§ TU TAREA
A: Responde a partir del fragmento sobre literatura infantil:
(i) ¿En qué año se publicó el libro del que procede?
(ii) ¿Qué revista figura como fuente?
(iii) ¿Qué tres historietas se nombran entre paréntesis?
B: Sustituye "juguetes" por "objetos" y escribe el tramo del fragmento sobre literatura infantil que va desde "No me refiero" hasta "ruidos y luces.".

§ TEXTO DE LA PÁGINA
# # # # # # #

(Fragmento de La literatura infantil: un oficio de centauros y sirenas. Buenos Aires, Lugar Editorial, 2001.)
Fuente: Revista Culturamas.
"Para todo el que se ocupa de literatura infantil resulta evidente que bajo esta denominación, nunca suficientemente cuestionada, se disimula la más profusa diversidad.
No me refiero solo a la distinción evidente que existe entre el todo: el libro para niños en su conjunto (texto, imagen o combinación de ambos, con finalidad de ficción, información, entrenamiento o juego) y una de sus partes: la literatura (novelas, cuentos, poemarios, piezas dramáticas…); que buena falta hace tal “separación de las aguas” pues todavía hay quien mete, en el epígrafe Literatura Infantil, las historietas (que sean de Tintín, Mafalda o Mortadelo y Filemón no importa en este caso), los «cuentos» sin escritura -que ni autor indican- y que, muy ilustrados, enseñan al parvulito a reconocer el mundo que le rodea o le ponen en las manos un personajillo de la tele, así como toda clase de juguetes de papel y cartón con troquelados, plegables, relieves y hasta botones que activan ruidos y luces.

# # # # # # #

(Elementos de etiquetado de límites)
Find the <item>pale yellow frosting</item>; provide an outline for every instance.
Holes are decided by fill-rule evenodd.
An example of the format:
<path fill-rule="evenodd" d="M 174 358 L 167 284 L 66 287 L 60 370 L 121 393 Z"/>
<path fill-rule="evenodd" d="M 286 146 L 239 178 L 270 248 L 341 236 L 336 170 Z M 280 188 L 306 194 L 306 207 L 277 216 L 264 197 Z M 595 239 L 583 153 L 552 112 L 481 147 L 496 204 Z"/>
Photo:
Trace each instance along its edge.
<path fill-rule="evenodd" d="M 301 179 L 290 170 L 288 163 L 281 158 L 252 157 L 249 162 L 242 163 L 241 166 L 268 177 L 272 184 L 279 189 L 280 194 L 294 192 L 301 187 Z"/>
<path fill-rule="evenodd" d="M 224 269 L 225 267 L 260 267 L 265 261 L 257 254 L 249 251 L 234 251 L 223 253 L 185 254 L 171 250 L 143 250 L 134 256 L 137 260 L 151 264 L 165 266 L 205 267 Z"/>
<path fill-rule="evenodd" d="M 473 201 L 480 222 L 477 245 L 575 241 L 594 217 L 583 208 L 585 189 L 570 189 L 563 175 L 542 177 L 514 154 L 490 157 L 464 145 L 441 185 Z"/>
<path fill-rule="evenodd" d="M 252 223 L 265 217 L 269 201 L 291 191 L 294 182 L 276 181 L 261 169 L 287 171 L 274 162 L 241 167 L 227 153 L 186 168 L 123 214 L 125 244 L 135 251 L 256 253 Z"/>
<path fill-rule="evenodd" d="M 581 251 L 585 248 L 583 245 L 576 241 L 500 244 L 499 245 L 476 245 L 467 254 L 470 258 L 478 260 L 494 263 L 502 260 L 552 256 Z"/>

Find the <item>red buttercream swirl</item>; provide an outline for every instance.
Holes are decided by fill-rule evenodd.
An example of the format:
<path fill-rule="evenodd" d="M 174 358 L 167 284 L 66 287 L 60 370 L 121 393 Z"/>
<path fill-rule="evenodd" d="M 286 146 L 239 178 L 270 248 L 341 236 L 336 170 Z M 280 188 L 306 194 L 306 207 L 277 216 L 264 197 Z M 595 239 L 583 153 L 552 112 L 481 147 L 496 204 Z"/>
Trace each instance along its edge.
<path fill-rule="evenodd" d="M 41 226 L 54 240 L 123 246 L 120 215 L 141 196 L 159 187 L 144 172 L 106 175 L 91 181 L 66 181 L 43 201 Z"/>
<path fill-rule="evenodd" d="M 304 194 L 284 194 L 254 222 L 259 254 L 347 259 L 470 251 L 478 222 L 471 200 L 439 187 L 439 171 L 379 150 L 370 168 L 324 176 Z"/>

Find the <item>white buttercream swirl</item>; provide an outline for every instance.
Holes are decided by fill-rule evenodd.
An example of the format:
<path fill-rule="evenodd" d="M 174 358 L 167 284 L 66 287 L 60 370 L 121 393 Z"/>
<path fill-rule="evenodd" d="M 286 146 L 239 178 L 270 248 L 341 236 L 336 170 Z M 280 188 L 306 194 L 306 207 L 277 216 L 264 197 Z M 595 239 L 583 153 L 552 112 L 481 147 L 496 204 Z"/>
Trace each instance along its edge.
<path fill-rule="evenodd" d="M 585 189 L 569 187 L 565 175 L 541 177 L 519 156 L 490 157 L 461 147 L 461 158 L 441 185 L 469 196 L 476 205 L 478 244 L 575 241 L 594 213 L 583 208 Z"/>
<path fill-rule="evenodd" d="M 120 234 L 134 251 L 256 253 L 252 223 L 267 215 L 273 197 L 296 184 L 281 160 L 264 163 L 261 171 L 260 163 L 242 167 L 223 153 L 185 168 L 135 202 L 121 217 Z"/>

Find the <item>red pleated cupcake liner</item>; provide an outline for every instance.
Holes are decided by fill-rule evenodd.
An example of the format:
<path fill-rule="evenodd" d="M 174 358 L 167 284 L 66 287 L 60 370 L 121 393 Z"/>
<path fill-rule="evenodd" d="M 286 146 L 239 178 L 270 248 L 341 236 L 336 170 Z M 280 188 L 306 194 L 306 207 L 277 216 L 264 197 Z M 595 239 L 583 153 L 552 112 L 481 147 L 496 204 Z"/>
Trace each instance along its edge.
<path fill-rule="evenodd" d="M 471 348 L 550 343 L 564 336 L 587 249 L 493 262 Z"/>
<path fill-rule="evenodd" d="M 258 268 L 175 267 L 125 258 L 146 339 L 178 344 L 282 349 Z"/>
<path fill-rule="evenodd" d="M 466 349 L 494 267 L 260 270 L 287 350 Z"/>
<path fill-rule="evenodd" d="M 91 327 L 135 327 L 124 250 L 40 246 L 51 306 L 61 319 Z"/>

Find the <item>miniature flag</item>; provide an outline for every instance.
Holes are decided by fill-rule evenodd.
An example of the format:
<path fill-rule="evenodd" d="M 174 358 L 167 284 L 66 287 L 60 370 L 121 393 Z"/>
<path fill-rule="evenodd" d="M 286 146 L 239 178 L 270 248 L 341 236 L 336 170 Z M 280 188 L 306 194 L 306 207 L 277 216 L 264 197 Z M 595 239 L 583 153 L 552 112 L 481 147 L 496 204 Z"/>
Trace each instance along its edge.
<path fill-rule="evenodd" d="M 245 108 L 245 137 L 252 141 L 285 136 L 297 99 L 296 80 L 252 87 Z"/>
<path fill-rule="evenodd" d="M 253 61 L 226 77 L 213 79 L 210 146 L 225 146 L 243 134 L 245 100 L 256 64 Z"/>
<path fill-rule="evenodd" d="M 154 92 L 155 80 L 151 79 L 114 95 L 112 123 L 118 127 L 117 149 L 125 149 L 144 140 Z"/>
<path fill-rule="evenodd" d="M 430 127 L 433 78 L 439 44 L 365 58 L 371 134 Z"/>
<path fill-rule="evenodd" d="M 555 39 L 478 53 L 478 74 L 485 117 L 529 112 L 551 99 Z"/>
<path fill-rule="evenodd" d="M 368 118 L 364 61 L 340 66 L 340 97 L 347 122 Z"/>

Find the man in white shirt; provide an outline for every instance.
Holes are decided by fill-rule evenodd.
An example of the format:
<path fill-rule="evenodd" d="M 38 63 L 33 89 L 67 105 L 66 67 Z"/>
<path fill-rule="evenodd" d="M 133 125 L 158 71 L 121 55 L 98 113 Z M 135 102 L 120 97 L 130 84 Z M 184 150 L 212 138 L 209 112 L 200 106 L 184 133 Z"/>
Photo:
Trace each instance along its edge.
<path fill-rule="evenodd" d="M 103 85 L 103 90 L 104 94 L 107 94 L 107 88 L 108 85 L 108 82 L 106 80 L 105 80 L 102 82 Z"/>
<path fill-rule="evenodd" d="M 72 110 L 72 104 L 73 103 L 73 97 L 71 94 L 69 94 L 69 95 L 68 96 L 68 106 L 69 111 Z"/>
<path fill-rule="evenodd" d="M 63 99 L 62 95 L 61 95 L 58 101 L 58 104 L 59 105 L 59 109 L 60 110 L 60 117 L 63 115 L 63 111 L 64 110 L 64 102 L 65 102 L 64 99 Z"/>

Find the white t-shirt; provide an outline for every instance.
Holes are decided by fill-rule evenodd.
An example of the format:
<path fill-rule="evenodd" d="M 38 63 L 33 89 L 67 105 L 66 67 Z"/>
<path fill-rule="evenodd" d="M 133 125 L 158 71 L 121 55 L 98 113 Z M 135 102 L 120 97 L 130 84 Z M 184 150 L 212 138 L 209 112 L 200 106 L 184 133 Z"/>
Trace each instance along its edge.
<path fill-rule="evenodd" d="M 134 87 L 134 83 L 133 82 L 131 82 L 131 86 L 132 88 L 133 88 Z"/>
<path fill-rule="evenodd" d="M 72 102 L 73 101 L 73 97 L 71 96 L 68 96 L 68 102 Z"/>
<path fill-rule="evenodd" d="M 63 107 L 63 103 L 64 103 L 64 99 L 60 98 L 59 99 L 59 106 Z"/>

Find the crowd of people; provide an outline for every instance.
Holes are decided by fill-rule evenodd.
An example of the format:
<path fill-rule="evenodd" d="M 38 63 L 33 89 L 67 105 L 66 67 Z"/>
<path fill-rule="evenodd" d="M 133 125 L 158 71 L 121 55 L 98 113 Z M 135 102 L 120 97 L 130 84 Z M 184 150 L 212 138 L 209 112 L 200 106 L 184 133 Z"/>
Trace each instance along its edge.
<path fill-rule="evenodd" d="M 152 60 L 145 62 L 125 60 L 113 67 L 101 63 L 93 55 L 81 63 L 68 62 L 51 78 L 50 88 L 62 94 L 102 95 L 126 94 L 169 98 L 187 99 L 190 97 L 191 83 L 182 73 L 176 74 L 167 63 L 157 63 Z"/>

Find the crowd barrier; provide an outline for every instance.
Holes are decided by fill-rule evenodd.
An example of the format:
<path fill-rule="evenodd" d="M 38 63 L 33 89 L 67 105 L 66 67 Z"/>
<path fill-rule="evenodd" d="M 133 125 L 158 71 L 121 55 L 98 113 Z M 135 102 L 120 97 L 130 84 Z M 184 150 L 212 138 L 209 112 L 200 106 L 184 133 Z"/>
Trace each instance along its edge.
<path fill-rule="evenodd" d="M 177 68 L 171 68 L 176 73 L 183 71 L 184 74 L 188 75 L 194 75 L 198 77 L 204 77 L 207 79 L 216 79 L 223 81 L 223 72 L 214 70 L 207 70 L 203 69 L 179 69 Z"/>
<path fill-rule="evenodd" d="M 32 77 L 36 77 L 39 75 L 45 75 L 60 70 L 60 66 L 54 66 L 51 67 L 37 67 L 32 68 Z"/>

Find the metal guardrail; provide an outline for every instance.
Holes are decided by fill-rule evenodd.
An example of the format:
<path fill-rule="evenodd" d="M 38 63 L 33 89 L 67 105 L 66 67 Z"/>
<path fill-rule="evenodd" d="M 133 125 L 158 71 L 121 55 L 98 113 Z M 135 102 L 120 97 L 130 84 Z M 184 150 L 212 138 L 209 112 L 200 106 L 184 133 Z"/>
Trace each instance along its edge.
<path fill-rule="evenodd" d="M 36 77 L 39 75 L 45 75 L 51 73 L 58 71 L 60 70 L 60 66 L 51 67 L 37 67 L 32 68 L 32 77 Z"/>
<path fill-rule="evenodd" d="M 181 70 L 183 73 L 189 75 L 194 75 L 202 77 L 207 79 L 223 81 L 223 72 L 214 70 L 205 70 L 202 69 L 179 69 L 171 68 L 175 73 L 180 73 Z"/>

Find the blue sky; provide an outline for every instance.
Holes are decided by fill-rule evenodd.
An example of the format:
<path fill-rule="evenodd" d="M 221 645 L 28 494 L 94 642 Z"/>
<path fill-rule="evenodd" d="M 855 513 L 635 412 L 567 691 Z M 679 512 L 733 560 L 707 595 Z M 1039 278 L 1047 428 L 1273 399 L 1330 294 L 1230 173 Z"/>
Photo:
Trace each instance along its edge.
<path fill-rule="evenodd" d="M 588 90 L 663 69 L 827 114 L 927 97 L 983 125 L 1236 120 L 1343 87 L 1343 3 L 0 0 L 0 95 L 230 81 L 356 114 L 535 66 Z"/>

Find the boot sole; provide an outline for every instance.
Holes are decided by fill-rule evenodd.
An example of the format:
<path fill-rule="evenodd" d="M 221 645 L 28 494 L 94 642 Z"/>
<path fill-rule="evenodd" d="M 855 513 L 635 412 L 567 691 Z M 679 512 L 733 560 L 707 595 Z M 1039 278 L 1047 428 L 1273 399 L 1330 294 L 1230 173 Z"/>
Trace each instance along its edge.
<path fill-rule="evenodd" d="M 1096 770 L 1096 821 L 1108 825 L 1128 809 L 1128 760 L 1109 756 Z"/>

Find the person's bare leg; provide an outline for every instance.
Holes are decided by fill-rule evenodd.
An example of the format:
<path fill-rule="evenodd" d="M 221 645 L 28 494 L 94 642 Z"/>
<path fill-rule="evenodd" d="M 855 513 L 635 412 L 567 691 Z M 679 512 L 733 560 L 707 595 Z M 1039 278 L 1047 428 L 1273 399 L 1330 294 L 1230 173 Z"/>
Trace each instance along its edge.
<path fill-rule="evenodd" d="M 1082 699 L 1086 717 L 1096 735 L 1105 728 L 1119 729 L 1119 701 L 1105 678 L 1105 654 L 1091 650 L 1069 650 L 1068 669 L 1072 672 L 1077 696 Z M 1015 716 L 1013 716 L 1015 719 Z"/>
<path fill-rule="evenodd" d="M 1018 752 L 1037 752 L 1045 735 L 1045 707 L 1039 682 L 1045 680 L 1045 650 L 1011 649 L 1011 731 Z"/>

# # # # # # #

§ SOLUCIONES POR TAREA
A:
(i) En 2001.
(ii) La Revista Culturamas.
(iii) Tintín, Mafalda y Mortadelo y Filemón.

B:
No me refiero solo a la distinción evidente que existe entre el todo: el libro para niños en su conjunto (texto, imagen o combinación de ambos, con finalidad de ficción, información, entrenamiento o juego) y una de sus partes: la literatura (novelas, cuentos, poemarios, piezas dramáticas…); que buena falta hace tal “separación de las aguas” pues todavía hay quien mete, en el epígrafe Literatura Infantil, las historietas (que sean de Tintín, Mafalda o Mortadelo y Filemón no importa en este caso), los «cuentos» sin escritura -que ni autor indican- y que, muy ilustrados, enseñan al parvulito a reconocer el mundo que le rodea o le ponen en las manos un personajillo de la tele, así como toda clase de objetos de papel y cartón con troquelados, plegables, relieves y hasta botones que activan ruidos y luces.